◆ **SOURCE DOCUMENT**
• • • • •

Institute of Contemporary Art Opens
Sarah Cain's Now I'm going to tell you everything in the ICA LA courtyard |
View of Abigail DeVille's No Space Hidden (Shelter), in ICA LA Project Room |
Main exhibition space, showing works by Martín Ramírez |
Martín Ramírez. "Martín Ramírez: His Life in Pictures, Another Interpretation" would be a coup in any season. It's a particularly apt PST LA/LA entry, as Ramírez's unusual life exemplifies the border and napantla ("in the middle of it"). Born in Tepatitlán, Jalisco, Ramírez (1895-1963) fled his family and revolutionary violence to work on U.S. railroads. The Depression threw him out of work. Estranged from his family and homeless, he was diagnosed as schizophrenic and spent the rest of his life in California mental hospitals. His art, cobbled from humble materials, has long been compared to Art Nouveau, Bridget Riley, and Henry Darger. Ramirez's hypnotic curves long preceded Riley's Op.
Like Darger Ramírez was first appreciated by the ever-perceptive Chicago Imagists. Many of the works in this exhibition are lent from the collection of Jim Nutt and Gladys Nilsson.
Martín Ramírez, Horse and Rider with Frieze, collection of Jim Nutt and Gladys Nilsson |
In recent years scholars have questioned whether Ramirez was schizophrenic. At the time mental hospitals often functioned as homeless shelters. The ICA exhibition, curated by Elsa Longhauser, attempts to understand Ramírez's art through his biography and Mexican pop culture. The horse and rider was a traditional motif, and it's known that Ramírez rode horses and had a pistol in Jalisco. The trains and tunnels reflect his years working on the railroads. The "Op art" lines must be topographic maps of a kind, reflecting a memoryscape of Southwestern canyons.

• • • • •

[Image point grounding data]
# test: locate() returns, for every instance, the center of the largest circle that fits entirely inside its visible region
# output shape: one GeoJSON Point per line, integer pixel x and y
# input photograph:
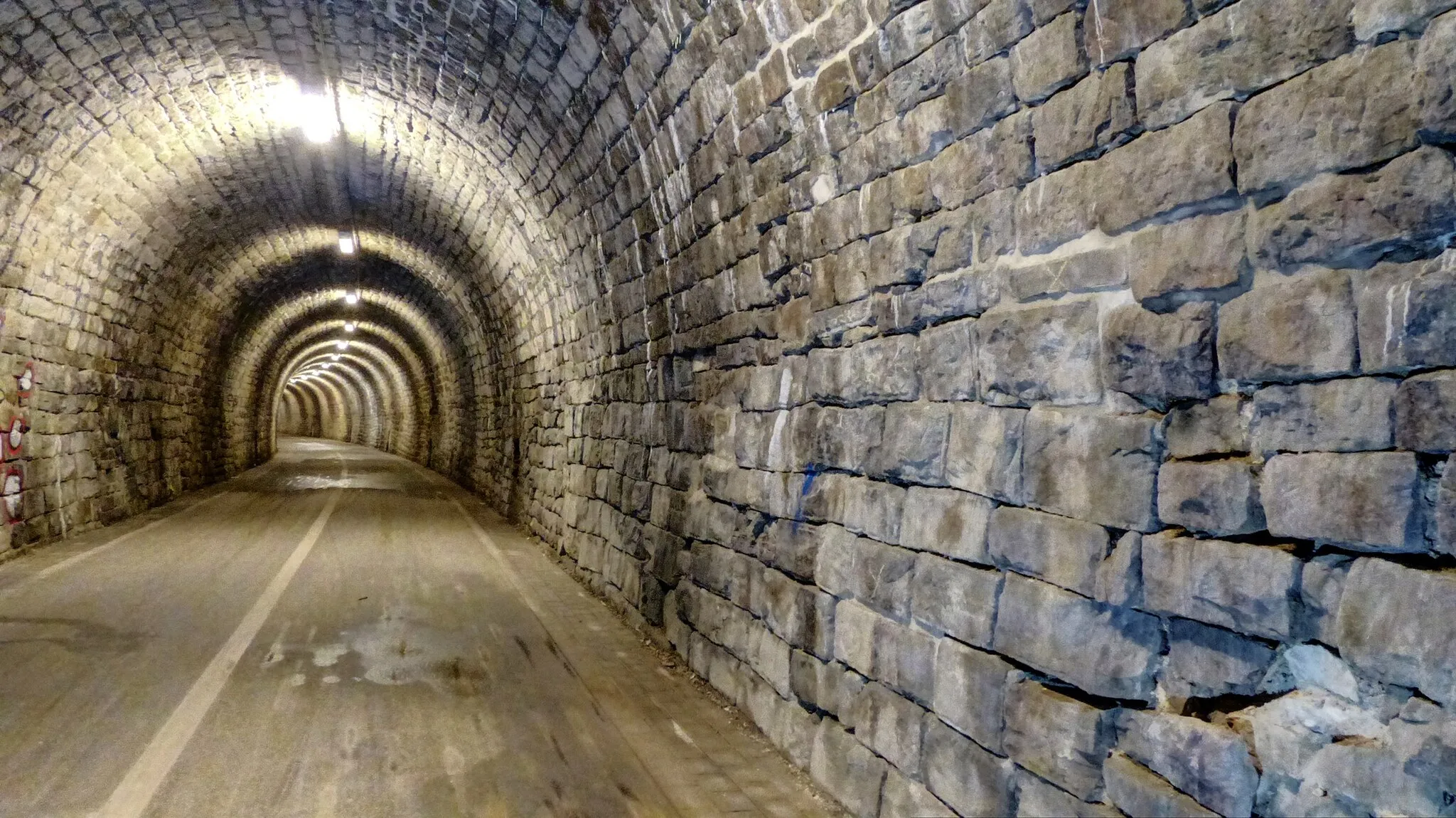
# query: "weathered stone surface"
{"type": "Point", "coordinates": [1354, 218]}
{"type": "Point", "coordinates": [1219, 496]}
{"type": "Point", "coordinates": [1047, 60]}
{"type": "Point", "coordinates": [956, 599]}
{"type": "Point", "coordinates": [1138, 791]}
{"type": "Point", "coordinates": [1344, 114]}
{"type": "Point", "coordinates": [1366, 501]}
{"type": "Point", "coordinates": [1397, 625]}
{"type": "Point", "coordinates": [967, 777]}
{"type": "Point", "coordinates": [1206, 663]}
{"type": "Point", "coordinates": [1289, 329]}
{"type": "Point", "coordinates": [1039, 353]}
{"type": "Point", "coordinates": [1229, 584]}
{"type": "Point", "coordinates": [1206, 762]}
{"type": "Point", "coordinates": [1091, 466]}
{"type": "Point", "coordinates": [1059, 738]}
{"type": "Point", "coordinates": [1150, 175]}
{"type": "Point", "coordinates": [1218, 427]}
{"type": "Point", "coordinates": [986, 450]}
{"type": "Point", "coordinates": [948, 361]}
{"type": "Point", "coordinates": [1426, 413]}
{"type": "Point", "coordinates": [1340, 415]}
{"type": "Point", "coordinates": [947, 521]}
{"type": "Point", "coordinates": [846, 769]}
{"type": "Point", "coordinates": [1060, 551]}
{"type": "Point", "coordinates": [970, 691]}
{"type": "Point", "coordinates": [1098, 648]}
{"type": "Point", "coordinates": [1094, 114]}
{"type": "Point", "coordinates": [1160, 357]}
{"type": "Point", "coordinates": [1271, 41]}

• • • • •

◆ **CHECK YOUR UNDERSTANDING**
**1)** From the ICA LA article, copy the stretch from "Like Darger Ramírez" through "and Gladys Nilsson.".
**2)** According to the ICA LA article, who curated the Martín Ramírez exhibition?
**3)** Rewrite the paragraph of the ICA LA article that begins "In recent years scholars" as a short list that keeps its main facts.

◆ **ANSWERS FOR EACH ITEM**
**1)**
Like Darger Ramírez was first appreciated by the ever-perceptive Chicago Imagists. Many of the works in this exhibition are lent from the collection of Jim Nutt and Gladys Nilsson.

**2)** Elsa Longhauser curated the exhibition.

**3)**
- Scholars have recently questioned whether Ramírez was schizophrenic. At the time, mental hospitals often served as homeless shelters.
- The ICA exhibition, curated by Elsa Longhauser, tries to understand his art through his biography and Mexican pop culture.
- The horse and rider was a traditional motif, and Ramírez is known to have ridden horses and owned a pistol in Jalisco.
- The trains and tunnels reflect his years working on the railroads.
- The "Op art" lines are said to be topographic maps of a kind, reflecting a memoryscape of Southwestern canyons.